* **TEXT SECTION**
▬▬▬▬▬▬▬▬▬▬
CATHERINE MASINDE v CHRISS MAKHANU MASINDE [2007] KEHC 3550 (KLR) | Stay Of Proceedings | Esheria

CATHERINE MASINDE v CHRISS MAKHANU MASINDE [2007] KEHC 3550 (KLR)

Full Case Text

REPUBLIC OF KENYA

IN THE HIGH COURT OF KENYA

AT NAIROBI (NAIROBI LAW COURTS)

Civil Case 111 of 2006

CATHERINE MASINDE …………............…………PLAINTIFF

VERSUS

CHRISS MAKHANU MASINDE ………………….DEFENDANT

R U L I N G

The Applicant/Respondent filed this Notice of Motion before the submission of this originating summons started.  It is dated 29th June, 2007 and is premised under section 3A, 6 and 63(e) of the Civil Procedure Act substantially.

It seeks the stay of proceedings of this originating summons till the final determination of originating summon (Nairobi) No. 29 of 2004 filed by the Applicant/Respondent against the Respondent/Applicant herein.

It is supported by grounds set forth on the face of the application and on the supporting affidavit sworn by the Applicant on 29th June, 2007.

The originating summon No. 29 of 2007 was filed by the Applicant (husband) under Section 28 of the Matrimonial Causes Act (Cap 152) and involves many properties including the Home situated on Block No.32/609 along Magiwa Estate, Nairobi.
▬▬▬▬▬▬▬▬▬▬
* **TASKS AND EXERCISES**
A - From the court ruling, return the part that opens with the words containing "It seeks the" and closes with "29th June, 2007.", copied word for word.
B - Carry the ruling on the stay of proceedings further, picking up right after its last sentence.
▬▬▬▬▬▬▬▬▬▬
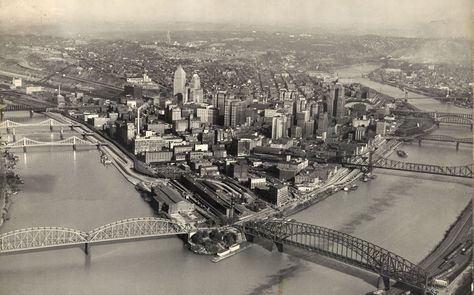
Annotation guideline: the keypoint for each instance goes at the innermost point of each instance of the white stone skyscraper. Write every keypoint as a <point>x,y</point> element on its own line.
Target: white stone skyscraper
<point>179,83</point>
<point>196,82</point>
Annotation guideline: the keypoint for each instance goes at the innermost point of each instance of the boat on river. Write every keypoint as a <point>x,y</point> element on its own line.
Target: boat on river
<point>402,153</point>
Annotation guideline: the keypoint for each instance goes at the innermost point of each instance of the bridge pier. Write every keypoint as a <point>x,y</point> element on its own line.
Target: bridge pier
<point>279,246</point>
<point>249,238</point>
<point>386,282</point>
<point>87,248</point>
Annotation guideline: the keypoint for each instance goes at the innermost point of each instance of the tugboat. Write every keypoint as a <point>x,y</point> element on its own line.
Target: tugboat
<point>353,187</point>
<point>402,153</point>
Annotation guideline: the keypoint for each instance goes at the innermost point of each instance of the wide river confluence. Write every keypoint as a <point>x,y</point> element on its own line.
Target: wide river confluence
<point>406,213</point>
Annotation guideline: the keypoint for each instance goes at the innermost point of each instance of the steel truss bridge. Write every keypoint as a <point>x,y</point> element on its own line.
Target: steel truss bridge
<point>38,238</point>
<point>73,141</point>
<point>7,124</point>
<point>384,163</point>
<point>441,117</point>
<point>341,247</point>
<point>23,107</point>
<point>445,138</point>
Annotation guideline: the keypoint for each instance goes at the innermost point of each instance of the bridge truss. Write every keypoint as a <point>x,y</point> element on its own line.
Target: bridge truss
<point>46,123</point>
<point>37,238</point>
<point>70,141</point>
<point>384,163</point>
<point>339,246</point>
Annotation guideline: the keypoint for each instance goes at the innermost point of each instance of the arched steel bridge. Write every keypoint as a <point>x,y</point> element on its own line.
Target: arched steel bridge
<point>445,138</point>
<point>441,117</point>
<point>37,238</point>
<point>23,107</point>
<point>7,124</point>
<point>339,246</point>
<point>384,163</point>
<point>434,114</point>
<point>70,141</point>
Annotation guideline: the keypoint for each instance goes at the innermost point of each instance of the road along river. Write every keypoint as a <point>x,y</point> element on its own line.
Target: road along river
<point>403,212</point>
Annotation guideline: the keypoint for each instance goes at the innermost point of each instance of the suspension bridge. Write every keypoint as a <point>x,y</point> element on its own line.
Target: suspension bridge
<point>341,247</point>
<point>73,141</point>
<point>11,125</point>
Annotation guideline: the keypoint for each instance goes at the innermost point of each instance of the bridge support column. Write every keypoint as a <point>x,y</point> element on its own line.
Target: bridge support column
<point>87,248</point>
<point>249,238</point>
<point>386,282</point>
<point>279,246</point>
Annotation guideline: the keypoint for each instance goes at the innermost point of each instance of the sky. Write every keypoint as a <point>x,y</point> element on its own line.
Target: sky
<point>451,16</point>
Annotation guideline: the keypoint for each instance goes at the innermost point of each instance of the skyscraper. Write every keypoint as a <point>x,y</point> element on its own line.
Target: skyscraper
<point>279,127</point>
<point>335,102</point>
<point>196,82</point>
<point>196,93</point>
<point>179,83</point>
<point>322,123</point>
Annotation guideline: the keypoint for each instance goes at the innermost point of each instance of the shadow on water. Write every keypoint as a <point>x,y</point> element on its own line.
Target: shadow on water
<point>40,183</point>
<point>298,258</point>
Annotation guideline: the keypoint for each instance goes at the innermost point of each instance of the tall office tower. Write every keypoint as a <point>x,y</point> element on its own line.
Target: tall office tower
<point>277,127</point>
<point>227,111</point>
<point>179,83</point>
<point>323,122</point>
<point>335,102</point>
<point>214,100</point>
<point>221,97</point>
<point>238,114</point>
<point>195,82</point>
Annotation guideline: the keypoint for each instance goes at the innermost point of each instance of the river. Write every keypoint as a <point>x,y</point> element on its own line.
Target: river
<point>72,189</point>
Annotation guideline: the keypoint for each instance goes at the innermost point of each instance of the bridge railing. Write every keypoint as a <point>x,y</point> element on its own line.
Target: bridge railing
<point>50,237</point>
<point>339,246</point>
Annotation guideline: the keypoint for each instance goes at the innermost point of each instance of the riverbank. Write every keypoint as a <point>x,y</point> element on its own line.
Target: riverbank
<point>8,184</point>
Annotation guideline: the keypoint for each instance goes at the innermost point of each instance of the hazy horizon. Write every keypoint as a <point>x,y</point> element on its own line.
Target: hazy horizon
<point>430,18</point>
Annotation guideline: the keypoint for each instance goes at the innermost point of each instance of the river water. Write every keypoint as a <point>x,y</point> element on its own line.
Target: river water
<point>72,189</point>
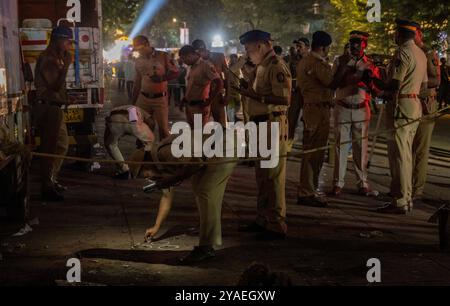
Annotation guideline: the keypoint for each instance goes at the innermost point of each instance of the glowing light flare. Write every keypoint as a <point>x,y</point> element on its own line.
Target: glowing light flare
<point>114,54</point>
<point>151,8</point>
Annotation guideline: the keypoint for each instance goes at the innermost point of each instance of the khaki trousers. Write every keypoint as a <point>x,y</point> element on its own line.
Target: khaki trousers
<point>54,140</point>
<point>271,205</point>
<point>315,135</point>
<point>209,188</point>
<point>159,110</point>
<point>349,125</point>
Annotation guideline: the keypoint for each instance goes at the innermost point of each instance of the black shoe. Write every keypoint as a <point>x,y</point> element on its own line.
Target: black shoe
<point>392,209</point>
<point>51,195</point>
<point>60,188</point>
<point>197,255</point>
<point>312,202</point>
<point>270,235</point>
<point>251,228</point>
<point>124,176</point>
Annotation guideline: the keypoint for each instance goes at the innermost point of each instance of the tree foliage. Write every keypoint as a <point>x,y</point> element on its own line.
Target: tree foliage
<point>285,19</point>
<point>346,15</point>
▬▬▬▬▬▬▬▬▬▬
* **RESPONSES IN ORDER**
A -
It seeks the stay of proceedings of this originating summons till the final determination of originating summon (Nairobi) No. 29 of 2004 filed by the Applicant/Respondent against the Respondent/Applicant herein.

It is supported by grounds set forth on the face of the application and on the supporting affidavit sworn by the Applicant on 29th June, 2007.

B -
The Applicant based this application on the earlier filing of the said originating summon which is annexed.  Section 6 of Civil Procedure Act is thus totally relied upon by the Applicant, which stipulates:

“No court shall proceed with the trial of any suit or proceeding in which the matter in issue is also directly and substantially in issue in a previously instituted suit or proceeding between the same parties, or between parties under whom they or any of them claim, litigating under the same title, where such suit or proceeding is pending in the same or any other court having jurisdiction in Kenya to grant the relief claimed.

Explanation.—The pendency of a suit in a foreign court shall not preclude a court from trying a suit in which the same matters or any of them are in issue in such suit in such foreign court.

Although it is averred from the Bar, I do not have any proof before me to show that the said originating summon was served upon the Respondent/Applicant herein.

The Applicant also relied on the case of Niazsons (K) Ltd. v China Road & Bridge Corporation, (2001) 2 E.A. 502.  It is a decision by the Court of Appeal wherein after the parties submitted to arbitration, a preliminary objection, to the validity of the dispute resolution clause, was raised.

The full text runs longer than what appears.